YOUR ASSIGNMENT: Whenever a line below includes "ground", add it to the tally, then give the total and nothing more.

((

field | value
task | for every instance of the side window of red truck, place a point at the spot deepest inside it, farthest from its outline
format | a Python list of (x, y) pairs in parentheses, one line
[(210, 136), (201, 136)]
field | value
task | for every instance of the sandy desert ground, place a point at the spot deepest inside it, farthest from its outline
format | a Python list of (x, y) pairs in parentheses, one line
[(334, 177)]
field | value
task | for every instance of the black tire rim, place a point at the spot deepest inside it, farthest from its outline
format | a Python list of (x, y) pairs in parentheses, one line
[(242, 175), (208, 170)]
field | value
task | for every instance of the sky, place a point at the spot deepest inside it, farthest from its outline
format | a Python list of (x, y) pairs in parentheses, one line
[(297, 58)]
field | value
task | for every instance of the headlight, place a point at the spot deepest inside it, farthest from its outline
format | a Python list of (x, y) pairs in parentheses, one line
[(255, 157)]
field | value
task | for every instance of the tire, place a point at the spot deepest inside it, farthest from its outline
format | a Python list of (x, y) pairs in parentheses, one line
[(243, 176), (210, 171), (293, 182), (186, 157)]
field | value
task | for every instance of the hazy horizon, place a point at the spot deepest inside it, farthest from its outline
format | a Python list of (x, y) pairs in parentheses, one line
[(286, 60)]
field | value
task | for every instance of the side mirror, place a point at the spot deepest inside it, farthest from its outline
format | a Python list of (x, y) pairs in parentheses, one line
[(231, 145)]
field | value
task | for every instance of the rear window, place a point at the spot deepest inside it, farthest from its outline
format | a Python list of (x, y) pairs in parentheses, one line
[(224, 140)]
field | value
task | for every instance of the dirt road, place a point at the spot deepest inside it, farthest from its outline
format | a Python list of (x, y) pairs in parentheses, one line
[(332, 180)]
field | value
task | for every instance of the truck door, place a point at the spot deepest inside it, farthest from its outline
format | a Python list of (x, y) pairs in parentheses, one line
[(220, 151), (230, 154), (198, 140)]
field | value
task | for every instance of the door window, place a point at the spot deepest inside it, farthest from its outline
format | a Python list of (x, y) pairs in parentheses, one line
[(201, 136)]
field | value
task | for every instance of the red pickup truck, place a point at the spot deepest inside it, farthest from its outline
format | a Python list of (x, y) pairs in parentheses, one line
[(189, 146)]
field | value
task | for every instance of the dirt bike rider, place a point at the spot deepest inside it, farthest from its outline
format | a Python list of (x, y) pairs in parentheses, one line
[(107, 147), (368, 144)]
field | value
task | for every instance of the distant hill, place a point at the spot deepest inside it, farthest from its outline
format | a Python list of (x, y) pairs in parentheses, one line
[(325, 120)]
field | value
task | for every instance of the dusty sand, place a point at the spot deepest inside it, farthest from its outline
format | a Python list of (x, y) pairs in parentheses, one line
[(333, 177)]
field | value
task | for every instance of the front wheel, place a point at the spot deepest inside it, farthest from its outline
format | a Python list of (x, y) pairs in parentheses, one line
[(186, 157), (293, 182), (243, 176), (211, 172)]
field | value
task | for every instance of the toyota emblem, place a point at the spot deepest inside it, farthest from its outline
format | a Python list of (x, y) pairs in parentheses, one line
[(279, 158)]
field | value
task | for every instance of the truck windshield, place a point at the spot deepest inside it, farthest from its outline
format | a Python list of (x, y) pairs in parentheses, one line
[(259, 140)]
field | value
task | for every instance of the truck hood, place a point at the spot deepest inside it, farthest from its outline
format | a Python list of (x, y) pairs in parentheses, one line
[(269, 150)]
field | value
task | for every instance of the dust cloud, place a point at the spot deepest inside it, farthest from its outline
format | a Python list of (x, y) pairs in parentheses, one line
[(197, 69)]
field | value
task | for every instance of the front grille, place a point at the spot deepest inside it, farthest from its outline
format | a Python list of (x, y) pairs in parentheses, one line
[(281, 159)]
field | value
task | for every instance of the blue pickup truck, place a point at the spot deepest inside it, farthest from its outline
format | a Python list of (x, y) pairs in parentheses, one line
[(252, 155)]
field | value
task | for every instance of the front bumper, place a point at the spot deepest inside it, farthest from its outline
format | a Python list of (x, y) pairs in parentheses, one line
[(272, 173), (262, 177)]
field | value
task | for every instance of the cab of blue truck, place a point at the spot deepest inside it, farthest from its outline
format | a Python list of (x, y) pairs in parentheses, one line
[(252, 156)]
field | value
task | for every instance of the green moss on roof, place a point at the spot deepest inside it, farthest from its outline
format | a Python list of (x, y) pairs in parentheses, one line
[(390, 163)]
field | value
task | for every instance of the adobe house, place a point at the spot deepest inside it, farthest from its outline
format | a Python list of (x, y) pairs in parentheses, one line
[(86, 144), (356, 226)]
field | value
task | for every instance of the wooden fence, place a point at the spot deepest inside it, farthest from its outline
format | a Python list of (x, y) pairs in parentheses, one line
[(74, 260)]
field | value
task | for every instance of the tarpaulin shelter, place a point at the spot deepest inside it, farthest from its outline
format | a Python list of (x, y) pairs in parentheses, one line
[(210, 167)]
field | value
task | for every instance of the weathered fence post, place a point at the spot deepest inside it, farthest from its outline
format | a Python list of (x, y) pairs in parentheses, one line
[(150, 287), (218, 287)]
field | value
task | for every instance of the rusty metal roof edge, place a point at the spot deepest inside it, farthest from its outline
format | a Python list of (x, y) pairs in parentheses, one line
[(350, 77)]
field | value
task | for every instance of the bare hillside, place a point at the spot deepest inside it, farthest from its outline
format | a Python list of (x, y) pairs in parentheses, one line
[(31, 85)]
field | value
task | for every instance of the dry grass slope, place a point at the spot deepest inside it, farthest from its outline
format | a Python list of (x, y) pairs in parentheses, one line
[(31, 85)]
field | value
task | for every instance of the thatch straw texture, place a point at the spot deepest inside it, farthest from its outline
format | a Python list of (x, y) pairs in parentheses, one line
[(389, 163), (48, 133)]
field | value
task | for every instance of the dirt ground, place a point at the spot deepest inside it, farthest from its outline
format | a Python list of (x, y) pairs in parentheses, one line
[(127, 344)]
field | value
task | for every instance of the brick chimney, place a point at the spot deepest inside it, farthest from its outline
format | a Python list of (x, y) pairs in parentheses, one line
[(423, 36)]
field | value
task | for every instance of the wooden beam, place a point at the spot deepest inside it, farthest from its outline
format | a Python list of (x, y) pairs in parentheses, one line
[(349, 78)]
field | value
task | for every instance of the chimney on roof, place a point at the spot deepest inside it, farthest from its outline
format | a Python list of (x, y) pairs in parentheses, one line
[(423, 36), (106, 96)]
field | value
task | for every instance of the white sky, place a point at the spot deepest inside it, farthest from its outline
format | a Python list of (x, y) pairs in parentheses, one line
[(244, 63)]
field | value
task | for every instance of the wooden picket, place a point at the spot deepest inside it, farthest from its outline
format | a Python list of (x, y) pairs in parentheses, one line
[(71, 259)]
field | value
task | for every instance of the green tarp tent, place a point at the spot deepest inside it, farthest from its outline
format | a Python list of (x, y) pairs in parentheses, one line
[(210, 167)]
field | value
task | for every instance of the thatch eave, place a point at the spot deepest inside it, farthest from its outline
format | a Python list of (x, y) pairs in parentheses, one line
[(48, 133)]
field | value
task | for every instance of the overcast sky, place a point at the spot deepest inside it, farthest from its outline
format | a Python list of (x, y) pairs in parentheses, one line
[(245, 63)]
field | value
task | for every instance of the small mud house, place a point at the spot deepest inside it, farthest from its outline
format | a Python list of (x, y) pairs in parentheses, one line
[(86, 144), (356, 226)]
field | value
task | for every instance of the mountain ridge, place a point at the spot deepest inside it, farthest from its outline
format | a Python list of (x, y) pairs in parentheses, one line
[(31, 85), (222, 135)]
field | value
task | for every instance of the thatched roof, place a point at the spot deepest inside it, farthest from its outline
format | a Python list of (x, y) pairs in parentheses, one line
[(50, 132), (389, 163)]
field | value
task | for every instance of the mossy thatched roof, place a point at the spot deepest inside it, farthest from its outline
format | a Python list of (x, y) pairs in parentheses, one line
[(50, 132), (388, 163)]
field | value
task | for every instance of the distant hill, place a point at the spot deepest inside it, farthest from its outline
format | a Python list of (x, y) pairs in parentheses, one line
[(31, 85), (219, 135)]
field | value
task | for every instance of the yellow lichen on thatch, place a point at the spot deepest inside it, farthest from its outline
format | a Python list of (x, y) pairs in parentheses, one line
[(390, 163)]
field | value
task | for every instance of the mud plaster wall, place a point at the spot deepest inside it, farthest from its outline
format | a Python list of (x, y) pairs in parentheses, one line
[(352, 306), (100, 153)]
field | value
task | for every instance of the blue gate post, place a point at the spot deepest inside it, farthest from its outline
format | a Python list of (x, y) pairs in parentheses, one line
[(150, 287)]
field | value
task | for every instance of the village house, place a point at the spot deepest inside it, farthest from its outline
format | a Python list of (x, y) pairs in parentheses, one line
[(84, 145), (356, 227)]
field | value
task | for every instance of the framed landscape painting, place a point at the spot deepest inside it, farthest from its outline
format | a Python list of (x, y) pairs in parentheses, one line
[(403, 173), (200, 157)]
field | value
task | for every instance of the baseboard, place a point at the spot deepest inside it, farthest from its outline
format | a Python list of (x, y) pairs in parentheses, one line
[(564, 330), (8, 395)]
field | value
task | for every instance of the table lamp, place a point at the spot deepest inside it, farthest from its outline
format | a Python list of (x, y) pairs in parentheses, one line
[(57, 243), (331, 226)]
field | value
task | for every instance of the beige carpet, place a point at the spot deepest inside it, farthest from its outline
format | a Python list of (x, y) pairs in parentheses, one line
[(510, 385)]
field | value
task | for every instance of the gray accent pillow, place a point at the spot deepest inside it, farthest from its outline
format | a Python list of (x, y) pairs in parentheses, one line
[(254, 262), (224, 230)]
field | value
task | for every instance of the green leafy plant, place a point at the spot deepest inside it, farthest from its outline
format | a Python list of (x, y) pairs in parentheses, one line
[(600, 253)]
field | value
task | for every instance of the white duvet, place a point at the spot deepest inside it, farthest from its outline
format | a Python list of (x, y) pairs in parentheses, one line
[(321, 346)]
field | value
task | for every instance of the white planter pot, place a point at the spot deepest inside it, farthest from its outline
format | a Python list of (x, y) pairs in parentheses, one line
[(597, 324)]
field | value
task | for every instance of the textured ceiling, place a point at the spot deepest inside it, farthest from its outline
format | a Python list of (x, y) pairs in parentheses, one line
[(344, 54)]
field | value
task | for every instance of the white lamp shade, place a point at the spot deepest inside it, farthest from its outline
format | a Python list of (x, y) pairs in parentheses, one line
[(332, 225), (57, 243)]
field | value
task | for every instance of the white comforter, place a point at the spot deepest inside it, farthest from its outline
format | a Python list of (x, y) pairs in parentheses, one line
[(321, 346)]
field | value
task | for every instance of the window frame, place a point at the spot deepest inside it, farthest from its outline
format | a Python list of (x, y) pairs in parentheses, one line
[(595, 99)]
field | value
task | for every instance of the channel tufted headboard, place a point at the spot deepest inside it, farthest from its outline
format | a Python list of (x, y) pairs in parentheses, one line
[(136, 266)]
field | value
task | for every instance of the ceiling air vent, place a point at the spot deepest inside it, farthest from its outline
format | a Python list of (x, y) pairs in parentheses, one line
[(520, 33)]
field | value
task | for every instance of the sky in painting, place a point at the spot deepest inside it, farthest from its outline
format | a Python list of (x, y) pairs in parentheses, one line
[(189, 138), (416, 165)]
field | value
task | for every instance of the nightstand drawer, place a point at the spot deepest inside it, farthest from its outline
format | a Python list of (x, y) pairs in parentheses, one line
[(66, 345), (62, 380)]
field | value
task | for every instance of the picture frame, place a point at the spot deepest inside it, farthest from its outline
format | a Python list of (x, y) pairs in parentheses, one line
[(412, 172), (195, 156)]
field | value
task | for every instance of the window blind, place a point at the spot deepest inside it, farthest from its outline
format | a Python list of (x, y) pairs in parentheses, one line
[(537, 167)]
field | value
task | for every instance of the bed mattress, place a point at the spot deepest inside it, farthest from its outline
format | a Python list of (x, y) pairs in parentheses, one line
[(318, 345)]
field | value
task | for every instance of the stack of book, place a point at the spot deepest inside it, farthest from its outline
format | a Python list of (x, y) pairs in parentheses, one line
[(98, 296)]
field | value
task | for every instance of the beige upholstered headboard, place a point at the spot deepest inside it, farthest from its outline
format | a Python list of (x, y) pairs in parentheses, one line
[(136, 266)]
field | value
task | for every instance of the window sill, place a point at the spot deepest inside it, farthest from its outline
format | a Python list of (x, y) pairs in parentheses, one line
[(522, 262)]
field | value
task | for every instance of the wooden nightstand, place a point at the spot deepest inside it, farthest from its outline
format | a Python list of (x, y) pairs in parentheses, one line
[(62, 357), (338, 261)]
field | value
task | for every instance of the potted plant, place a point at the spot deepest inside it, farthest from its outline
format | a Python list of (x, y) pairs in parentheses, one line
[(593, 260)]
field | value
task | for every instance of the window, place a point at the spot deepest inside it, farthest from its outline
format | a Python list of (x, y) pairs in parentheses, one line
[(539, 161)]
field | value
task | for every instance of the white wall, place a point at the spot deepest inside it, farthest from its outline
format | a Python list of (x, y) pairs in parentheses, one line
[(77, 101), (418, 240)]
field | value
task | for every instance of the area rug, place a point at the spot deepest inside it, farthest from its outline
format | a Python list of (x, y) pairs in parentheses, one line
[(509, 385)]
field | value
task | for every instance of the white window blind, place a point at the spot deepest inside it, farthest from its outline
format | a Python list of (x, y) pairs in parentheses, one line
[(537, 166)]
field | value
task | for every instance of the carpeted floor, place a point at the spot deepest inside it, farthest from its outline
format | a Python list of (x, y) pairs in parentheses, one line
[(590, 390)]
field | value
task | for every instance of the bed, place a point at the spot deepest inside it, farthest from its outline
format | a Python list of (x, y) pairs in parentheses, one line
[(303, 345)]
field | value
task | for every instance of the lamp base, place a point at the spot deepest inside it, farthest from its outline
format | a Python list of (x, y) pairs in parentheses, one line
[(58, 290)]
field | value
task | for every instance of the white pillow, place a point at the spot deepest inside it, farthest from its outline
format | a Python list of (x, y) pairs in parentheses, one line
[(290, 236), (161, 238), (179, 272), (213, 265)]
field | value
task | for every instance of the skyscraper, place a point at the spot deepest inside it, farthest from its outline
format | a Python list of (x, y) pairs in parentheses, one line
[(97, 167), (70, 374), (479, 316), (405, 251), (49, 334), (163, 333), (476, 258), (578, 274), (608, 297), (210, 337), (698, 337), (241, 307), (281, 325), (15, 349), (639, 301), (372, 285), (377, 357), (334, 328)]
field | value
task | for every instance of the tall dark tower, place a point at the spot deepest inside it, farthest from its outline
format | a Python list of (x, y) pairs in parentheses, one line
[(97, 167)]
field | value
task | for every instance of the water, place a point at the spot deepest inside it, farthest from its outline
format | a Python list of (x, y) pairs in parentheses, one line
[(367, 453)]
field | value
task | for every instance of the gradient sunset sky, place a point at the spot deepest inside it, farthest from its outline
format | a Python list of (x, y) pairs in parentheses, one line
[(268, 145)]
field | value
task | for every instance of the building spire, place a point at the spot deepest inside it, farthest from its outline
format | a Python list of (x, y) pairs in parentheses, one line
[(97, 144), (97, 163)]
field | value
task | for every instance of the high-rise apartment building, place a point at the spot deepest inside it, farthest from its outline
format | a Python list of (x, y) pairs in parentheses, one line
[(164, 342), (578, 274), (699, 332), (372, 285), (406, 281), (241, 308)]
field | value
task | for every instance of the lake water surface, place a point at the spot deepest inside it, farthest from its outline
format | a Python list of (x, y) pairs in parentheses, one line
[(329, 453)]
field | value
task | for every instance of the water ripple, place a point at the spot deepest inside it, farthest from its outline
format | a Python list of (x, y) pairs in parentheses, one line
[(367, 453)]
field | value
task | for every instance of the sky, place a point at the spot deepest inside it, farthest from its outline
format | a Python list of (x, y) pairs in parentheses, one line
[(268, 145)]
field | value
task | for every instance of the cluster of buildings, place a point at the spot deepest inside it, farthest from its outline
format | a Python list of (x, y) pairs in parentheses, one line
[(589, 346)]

))

SOLUTION: 2